When Maria Bachman approached me about a new work for her and Jon Klibonoff, these musical memories immediately came to mind. Of course, the great composers of the past have set an almost impossible standard for the present. However, it is fair to say that they continue to inspire today's and, hopefully, future generations. Also it is fair to say that, even as the language of music continues to grow with the times, many basic elements of structure, harmony and rhythm will have a somewhat familiar sound to today's audiences.
During the composition of the music you are about to hear, I met numerous times with Maria and Jon to hear them play through new movements and revisions as they were completed. I want to thank Maria for the many suggestions regarding bowing, phrasing and other musical details that became part of the work. On his part, Jon, with his wealth of experience, provided the support and encouragement that make the work of a composer somewhat easier and most enjoyable.

• Data entries
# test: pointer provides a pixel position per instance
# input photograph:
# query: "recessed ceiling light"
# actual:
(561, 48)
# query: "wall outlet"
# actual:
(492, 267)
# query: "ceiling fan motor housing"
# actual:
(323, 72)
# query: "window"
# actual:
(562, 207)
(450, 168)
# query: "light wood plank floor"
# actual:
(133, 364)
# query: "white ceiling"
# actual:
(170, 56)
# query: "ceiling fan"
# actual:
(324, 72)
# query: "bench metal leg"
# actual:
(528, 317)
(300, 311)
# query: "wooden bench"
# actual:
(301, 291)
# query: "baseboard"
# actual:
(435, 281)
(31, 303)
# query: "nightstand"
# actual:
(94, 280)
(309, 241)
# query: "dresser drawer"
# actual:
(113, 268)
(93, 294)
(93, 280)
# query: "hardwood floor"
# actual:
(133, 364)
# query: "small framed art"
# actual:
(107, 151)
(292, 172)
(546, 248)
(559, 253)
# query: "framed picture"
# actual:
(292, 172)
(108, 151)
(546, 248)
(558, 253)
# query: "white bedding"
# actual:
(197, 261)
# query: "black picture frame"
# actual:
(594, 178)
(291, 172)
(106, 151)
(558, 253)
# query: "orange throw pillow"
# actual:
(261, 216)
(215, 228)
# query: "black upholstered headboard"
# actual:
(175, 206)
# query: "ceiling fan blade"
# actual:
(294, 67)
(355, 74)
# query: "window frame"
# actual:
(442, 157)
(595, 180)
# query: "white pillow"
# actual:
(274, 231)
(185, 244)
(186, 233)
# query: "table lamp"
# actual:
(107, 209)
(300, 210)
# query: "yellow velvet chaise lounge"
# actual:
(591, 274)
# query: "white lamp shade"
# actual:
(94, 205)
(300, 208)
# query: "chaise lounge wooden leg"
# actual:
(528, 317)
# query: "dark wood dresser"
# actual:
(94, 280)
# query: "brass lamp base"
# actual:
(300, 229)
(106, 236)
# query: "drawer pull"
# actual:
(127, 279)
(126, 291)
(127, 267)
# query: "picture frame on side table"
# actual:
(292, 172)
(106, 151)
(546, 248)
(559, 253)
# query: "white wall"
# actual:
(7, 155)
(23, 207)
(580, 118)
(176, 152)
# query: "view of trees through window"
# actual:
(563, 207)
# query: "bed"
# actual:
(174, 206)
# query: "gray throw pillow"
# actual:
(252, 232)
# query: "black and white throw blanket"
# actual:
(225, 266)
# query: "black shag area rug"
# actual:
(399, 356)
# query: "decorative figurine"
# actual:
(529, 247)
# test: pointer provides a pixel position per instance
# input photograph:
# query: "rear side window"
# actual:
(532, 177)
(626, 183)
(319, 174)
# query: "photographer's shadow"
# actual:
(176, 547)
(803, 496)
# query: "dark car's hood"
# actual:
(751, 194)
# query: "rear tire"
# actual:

• Short exercise 1
Name the basic musical elements that the program note expects to sound somewhat familiar to today's audiences.
• Short exercise 2
Copy everything in the program note from "When Maria Bachman" down to "to today's audiences.".
• Short exercise 3
Summarize the program note in two sentences.

• Final answer 1
Structure
Harmony
Rhythm

• Final answer 2
When Maria Bachman approached me about a new work for her and Jon Klibonoff, these musical memories immediately came to mind. Of course, the great composers of the past have set an almost impossible standard for the present. However, it is fair to say that they continue to inspire today's and, hopefully, future generations. Also it is fair to say that, even as the language of music continues to grow with the times, many basic elements of structure, harmony and rhythm will have a somewhat familiar sound to today's audiences.

• Final answer 3
Asked by Maria Bachman to write a new work for her and Jon Klibonoff, the composer notes that past masters set a nearly impossible standard but still inspire today's composers, and that structure, harmony and rhythm will sound somewhat familiar to audiences even as musical language grows. While composing, the composer met often with the two performers to hear new movements and revisions, and credits Maria with suggestions on bowing and phrasing and Jon with support and encouragement.